Natural language region descriptions >>

§

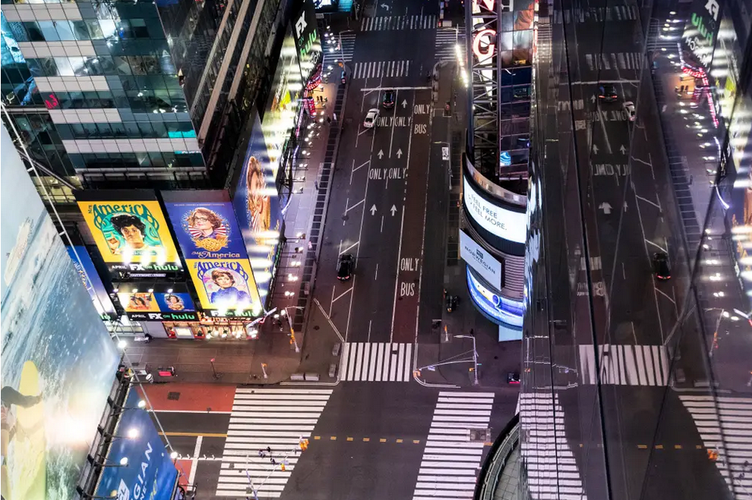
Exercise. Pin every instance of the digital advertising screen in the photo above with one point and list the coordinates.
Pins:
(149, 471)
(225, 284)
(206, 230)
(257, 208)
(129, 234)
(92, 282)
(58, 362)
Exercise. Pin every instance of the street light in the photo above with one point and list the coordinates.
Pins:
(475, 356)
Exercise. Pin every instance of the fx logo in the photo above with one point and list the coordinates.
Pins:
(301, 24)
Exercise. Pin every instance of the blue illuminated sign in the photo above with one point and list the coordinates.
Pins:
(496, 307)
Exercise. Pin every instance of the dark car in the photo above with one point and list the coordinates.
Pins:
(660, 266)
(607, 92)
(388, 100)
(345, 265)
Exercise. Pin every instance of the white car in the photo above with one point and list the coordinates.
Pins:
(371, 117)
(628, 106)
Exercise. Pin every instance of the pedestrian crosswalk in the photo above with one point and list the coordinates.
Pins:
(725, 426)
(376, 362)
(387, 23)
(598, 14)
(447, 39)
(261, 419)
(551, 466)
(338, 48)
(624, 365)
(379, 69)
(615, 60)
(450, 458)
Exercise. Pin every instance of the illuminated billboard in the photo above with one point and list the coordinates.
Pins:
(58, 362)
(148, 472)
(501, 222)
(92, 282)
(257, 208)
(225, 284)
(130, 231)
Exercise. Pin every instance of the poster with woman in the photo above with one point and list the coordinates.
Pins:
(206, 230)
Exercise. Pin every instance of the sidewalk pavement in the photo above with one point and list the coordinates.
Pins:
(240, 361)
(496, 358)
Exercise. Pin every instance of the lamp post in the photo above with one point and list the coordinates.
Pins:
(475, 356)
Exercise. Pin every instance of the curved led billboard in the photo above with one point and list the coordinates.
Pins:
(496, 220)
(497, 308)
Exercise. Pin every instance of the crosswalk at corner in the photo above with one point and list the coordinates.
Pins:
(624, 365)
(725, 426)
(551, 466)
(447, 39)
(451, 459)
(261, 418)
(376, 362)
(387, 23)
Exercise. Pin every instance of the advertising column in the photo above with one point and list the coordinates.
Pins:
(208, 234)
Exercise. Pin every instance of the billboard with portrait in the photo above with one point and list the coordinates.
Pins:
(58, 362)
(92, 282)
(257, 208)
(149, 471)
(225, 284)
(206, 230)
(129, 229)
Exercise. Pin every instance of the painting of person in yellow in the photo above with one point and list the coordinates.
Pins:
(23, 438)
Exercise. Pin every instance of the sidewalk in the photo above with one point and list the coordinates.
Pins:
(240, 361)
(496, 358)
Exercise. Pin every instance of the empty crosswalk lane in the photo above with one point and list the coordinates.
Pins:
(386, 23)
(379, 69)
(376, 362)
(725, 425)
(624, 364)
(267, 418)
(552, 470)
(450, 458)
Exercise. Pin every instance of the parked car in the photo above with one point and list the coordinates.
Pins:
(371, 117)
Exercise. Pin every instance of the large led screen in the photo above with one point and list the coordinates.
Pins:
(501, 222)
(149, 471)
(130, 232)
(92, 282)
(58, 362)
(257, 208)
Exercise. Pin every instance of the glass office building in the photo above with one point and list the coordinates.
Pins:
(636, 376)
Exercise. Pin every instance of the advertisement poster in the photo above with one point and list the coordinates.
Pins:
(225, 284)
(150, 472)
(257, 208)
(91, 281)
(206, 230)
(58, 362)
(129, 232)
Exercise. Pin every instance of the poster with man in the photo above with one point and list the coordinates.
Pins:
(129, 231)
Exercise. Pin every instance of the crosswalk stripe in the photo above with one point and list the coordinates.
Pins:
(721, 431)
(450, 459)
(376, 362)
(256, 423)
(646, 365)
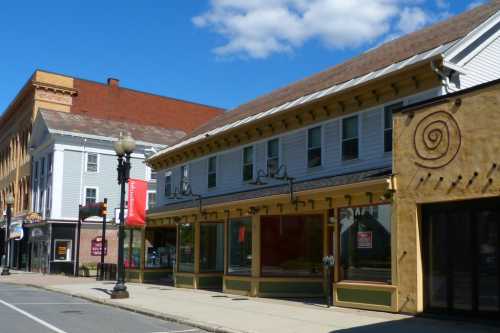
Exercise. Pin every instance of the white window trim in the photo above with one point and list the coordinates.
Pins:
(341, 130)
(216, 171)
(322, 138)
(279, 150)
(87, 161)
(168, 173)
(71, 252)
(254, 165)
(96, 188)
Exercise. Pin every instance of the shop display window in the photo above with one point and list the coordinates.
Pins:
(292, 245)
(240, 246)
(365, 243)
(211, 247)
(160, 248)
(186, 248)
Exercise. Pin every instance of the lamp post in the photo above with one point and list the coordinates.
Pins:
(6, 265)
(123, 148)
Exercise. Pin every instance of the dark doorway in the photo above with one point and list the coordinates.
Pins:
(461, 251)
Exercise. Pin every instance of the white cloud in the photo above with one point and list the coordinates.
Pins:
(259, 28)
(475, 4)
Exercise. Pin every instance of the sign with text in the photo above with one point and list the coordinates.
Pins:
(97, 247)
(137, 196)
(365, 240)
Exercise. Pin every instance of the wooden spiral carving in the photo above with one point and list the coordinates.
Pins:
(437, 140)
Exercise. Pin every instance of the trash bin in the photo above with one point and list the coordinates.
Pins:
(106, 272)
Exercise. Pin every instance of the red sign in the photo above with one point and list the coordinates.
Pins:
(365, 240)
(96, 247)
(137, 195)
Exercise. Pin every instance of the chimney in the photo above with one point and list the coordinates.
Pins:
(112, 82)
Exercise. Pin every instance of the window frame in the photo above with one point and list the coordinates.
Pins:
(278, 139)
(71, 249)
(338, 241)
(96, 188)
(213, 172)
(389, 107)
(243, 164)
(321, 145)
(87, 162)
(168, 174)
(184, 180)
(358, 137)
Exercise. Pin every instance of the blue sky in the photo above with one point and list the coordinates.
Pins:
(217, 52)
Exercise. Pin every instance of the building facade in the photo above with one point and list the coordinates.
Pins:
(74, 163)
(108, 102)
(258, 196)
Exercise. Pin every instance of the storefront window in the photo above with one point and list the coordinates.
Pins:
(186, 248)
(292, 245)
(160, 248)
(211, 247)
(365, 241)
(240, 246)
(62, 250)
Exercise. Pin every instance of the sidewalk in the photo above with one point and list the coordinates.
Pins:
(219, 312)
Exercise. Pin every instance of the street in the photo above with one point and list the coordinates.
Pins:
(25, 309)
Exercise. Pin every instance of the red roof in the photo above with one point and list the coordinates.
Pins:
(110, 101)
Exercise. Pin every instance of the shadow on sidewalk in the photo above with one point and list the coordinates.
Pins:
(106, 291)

§

TO DO >> Take the data above and repeat it exactly, leaving each picture out.

EXERCISE RESPONSE >>
Exercise. Pin every instance of the digital advertising screen in the photo above with one point and list the coordinates.
Pins:
(149, 471)
(225, 284)
(206, 230)
(257, 208)
(129, 234)
(92, 282)
(58, 362)
Exercise. Pin every instance of the street light in the photo above with one point and list the coordinates.
Pins:
(475, 356)
Exercise. Pin every instance of the fx logo in the photo above with one point and list the coordinates.
Pins:
(301, 24)
Exercise. Pin every instance of the blue illuminated sign in the photo above with one point and list the coordinates.
Pins:
(496, 307)
Exercise. Pin every instance of the dark car in the photo above with one point and list the coordinates.
Pins:
(660, 266)
(607, 92)
(388, 100)
(345, 265)
Exercise. Pin every instance of the white car in the photo above with one point and list the coordinates.
Pins:
(371, 117)
(628, 106)
Exercise. Pin every instance of the pedestrian crosswalk in the photo above with one point and list the coordinates.
Pins:
(725, 426)
(376, 362)
(387, 23)
(598, 14)
(447, 39)
(261, 419)
(551, 466)
(338, 48)
(624, 365)
(379, 69)
(615, 60)
(450, 458)
Exercise. Pin every instance of the illuminated billboard in the photo above with one point and list the coordinates.
Pins:
(58, 362)
(148, 472)
(501, 222)
(92, 282)
(257, 208)
(225, 284)
(130, 231)
Exercise. Pin every instance of the poster with woman in the photo above with one point and list the coordinates.
Pins:
(206, 230)
Exercise. Pin every instance of the sidewalk pavement in the photo above with one point and list the coordinates.
Pins:
(240, 361)
(496, 358)
Exercise. Pin every instance of the lamp post in the photo above with one point and list the coordinates.
Pins:
(475, 356)
Exercise. Pin every instance of the curved led billboard in the photo above with one point and list the coordinates.
Pins:
(496, 220)
(497, 308)
Exercise. Pin every instance of the crosswalk at corner in the photo above with one point and list the coordinates.
Pins:
(624, 365)
(725, 426)
(551, 466)
(447, 39)
(451, 459)
(261, 418)
(376, 362)
(387, 23)
Exercise. Pin every instance of the advertising column in the photo above with one point and list the coordinates.
Pins:
(208, 234)
Exercise. Pin every instance of the billboard with portrait in the photo above with one point and list the coordinates.
Pins:
(58, 362)
(92, 282)
(257, 208)
(149, 471)
(225, 284)
(206, 230)
(129, 229)
Exercise. Pin every instance of the painting of person in yellow in the photo above with one point and list the coordinates.
Pins:
(23, 438)
Exercise. Pin every instance of the sidewalk in the photo above with one point and list the coordinates.
Pins:
(240, 361)
(496, 358)
Exercise. Pin every instance of the empty crosswalk lane in the photo above with one point and list the coordinates.
Pins:
(386, 23)
(379, 69)
(376, 362)
(725, 425)
(624, 364)
(267, 418)
(552, 470)
(450, 458)
Exercise. Pin every instance of the parked car in the photo above with one point and list the coordinates.
Pins:
(371, 117)
Exercise. Pin every instance of the large led screen in the photo above with one point and list the coordinates.
Pins:
(501, 222)
(149, 471)
(130, 232)
(92, 282)
(58, 362)
(257, 208)
Exercise. Pin every instance of the glass office building in the photo above with one point and list the coordinates.
Pins:
(636, 376)
Exercise. Pin every instance of the advertisement poster in the photo above with one point and list the coordinates.
Pins:
(225, 284)
(150, 472)
(257, 208)
(91, 281)
(206, 230)
(58, 362)
(129, 232)
Exercise. Pin every instance of the poster with man in the photo above with one point and list the coordinates.
Pins:
(129, 231)
Exercise. Pin every instance of the crosswalk stripe in the photo above with one point and list the coordinates.
Pins:
(721, 431)
(450, 459)
(376, 362)
(256, 423)
(646, 365)
Exercise. Pin every instance of the white window trim in the photo above with one point and list the coordinates.
Pins:
(341, 130)
(216, 171)
(322, 138)
(279, 150)
(87, 161)
(168, 173)
(71, 252)
(254, 165)
(96, 188)
Exercise. Pin every instance of the shop display window in the photo above with one point and list the coordinates.
Pins:
(292, 245)
(240, 246)
(365, 243)
(211, 247)
(160, 248)
(186, 248)
Exercise. Pin every instance of the lamp post in the photo above with one point and list the coordinates.
Pins:
(6, 265)
(123, 148)
Exercise. Pin every instance of the dark doorway in the photo above with one point and list the coordinates.
Pins:
(461, 251)
Exercise. Pin every instance of the white cloud in the photo above with one point and list the coordinates.
Pins:
(259, 28)
(475, 4)
Exercise. Pin every instance of the sign with text in the photo above with one point and list the coordinates.
Pins:
(97, 247)
(137, 196)
(365, 240)
Exercise. Pin every instance of the wooden spiral carving in the photo above with one point and list the coordinates.
Pins:
(437, 140)
Exercise. Pin every instance of the trash bin in the photo above with one point and list the coordinates.
Pins:
(106, 272)
Exercise. Pin every instance of the red sign in the photo above with one point and list the coordinates.
Pins:
(365, 240)
(96, 247)
(137, 195)
Exercise. Pin every instance of the chimney in the photo above with one point and list the coordinates.
Pins:
(112, 82)
Exercise. Pin every instance of the window frame in the photo above with one point and list the coordinates.
Pins:
(278, 139)
(71, 249)
(338, 241)
(96, 188)
(213, 172)
(389, 107)
(243, 164)
(321, 145)
(87, 162)
(168, 174)
(184, 180)
(358, 137)
Exercise. Pin every instance of the blue sky in the photo above with one point and list the coordinates.
Pins:
(217, 52)
Exercise. Pin every instance of the building facade in the photo above with one point and list the coordinates.
Pins:
(74, 163)
(108, 102)
(258, 196)
Exercise. Pin every instance of the storefront window in the photo above with one point and list the coordinates.
Pins:
(186, 248)
(292, 245)
(160, 248)
(211, 247)
(365, 241)
(240, 246)
(62, 250)
Exercise. Pin every instance of the sidewalk in the photo above with one point and list the coordinates.
Pins:
(219, 312)
Exercise. Pin every instance of the street in the photo above with one point and list the coordinates.
Pins:
(25, 309)
Exercise. Pin every instance of the red roof in the photo above with one point and list the coordinates.
Pins:
(110, 101)
Exercise. Pin every instance of the shadow on sidewalk in the photo above with one point and list the coordinates.
Pins:
(106, 291)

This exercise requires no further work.